_INPUT MATERIAL_:
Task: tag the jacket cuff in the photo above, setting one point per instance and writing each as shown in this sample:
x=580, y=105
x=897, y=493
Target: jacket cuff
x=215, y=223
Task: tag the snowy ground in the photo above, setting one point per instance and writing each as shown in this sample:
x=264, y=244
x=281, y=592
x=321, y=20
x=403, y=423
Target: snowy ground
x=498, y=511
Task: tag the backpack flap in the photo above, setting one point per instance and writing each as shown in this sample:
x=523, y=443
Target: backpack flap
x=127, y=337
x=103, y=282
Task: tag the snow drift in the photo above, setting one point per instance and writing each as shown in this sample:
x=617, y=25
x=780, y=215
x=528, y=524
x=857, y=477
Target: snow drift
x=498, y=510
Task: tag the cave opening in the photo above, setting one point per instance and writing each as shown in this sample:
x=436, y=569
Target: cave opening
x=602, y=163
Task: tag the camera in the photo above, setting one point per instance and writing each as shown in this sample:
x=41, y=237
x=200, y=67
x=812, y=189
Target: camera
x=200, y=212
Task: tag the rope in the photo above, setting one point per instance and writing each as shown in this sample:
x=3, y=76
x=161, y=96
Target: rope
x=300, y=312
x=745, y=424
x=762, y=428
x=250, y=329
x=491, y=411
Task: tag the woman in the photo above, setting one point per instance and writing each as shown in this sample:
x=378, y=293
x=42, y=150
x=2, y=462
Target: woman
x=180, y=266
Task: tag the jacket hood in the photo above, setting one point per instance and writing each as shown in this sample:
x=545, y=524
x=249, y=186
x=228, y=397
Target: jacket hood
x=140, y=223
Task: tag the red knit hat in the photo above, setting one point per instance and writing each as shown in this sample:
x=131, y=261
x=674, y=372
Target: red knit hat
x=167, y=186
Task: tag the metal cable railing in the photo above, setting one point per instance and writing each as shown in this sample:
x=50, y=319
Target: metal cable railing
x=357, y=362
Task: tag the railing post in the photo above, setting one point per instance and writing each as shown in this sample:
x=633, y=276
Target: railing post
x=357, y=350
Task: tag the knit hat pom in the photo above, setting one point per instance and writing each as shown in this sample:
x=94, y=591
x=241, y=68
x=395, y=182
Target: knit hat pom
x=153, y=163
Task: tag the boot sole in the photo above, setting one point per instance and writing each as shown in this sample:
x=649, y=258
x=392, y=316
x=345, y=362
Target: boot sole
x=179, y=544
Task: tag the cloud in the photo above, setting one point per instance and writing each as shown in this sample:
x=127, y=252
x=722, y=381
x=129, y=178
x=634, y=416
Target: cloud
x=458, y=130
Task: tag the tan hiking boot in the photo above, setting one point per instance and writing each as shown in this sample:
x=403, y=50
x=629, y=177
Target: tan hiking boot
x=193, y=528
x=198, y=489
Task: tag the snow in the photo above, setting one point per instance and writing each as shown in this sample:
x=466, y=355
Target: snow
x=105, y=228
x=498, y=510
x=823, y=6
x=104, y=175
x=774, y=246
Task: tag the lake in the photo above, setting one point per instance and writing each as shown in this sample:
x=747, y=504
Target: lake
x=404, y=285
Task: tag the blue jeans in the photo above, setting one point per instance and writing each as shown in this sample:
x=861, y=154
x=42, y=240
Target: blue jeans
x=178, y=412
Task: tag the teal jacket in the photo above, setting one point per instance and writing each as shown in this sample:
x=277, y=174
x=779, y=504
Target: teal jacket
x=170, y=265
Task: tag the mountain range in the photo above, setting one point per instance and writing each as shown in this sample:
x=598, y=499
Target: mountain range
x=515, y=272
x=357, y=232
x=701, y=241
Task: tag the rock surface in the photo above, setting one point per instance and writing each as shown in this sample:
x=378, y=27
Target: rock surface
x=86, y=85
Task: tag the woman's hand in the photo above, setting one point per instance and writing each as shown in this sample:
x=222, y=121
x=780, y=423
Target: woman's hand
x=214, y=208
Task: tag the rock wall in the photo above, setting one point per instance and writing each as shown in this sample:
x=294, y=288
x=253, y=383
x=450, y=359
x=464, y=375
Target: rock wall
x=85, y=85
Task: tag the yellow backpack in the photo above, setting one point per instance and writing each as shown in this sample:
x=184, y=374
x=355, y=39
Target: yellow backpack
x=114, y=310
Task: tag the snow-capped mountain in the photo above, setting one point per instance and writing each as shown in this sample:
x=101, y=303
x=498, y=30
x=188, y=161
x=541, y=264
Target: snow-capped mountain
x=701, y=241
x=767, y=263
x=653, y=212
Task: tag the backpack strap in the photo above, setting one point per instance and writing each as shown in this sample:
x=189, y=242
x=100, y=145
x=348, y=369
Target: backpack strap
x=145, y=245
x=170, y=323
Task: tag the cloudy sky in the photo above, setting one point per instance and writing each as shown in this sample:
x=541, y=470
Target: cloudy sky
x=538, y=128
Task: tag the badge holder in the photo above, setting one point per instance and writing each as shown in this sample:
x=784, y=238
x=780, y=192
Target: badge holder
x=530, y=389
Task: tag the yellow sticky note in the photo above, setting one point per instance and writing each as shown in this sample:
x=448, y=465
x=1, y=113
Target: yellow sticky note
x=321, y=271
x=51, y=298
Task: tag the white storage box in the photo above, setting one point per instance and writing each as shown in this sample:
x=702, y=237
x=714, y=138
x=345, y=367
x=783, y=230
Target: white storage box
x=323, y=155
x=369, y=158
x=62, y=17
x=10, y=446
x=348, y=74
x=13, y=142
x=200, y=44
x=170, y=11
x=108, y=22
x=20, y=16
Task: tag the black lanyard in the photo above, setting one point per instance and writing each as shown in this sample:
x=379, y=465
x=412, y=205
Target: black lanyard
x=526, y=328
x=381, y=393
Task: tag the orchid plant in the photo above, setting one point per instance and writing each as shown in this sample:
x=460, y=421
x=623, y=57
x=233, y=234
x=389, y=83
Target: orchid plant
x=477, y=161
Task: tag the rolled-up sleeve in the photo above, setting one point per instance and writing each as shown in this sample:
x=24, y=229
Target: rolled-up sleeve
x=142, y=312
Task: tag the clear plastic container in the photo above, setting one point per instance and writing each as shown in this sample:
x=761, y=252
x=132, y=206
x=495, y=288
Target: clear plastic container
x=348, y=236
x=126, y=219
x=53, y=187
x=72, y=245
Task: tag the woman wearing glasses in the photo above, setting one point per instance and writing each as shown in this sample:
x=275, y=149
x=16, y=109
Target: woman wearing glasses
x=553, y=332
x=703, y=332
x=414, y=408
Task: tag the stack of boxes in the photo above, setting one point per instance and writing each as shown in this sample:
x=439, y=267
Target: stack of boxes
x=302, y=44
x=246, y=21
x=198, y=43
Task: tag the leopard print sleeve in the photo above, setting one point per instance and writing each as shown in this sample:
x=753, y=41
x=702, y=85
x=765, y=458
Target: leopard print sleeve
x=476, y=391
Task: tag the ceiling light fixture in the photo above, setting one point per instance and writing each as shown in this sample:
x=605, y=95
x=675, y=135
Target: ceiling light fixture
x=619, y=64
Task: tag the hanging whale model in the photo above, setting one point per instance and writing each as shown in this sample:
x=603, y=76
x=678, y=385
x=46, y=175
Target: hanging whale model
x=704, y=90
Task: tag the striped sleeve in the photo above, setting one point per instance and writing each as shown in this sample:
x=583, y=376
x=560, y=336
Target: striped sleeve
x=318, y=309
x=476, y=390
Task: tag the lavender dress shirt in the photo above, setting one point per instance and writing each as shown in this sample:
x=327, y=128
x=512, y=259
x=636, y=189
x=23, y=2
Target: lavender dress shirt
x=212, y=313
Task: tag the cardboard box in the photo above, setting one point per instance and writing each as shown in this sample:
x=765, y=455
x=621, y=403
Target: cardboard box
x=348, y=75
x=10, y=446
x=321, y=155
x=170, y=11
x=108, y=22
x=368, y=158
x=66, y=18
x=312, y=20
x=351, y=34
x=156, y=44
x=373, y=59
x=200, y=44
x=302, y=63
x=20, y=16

_GIVEN TASK_:
Please write out again the stretch of items from the line containing "Task: tag the hanging" through the line containing "x=212, y=313", requests included, adding 110 to each x and y coordinate in the answer points but not to the sample points within the requests.

_CORRECT RESPONSE_:
Task: tag the hanging whale model in the photo above, setting one point per instance and writing each as shown in this sample:
x=603, y=76
x=678, y=385
x=46, y=175
Target: hanging whale model
x=814, y=200
Task: tag the striped sleeve in the photo above, setting one point per instance and writing each as shown in this sample:
x=583, y=376
x=560, y=336
Target: striped sleeve
x=428, y=419
x=586, y=500
Task: tag the lavender dress shirt in the photo above, setting one point per instance and writing each as shown in this sample:
x=327, y=128
x=512, y=259
x=636, y=189
x=23, y=2
Target: lavender dress shirt
x=322, y=423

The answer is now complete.